Work required:
All of the data needs to be reproduced with no alterations.

Source material:
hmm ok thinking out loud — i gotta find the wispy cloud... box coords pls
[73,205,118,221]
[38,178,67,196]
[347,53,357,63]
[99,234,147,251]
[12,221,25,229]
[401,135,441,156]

Response:
hmm ok thinking out loud — i gotta find the wispy cloud... box coords pls
[73,205,118,221]
[38,178,67,196]
[347,53,357,63]
[99,234,147,251]
[12,221,25,229]
[401,135,441,156]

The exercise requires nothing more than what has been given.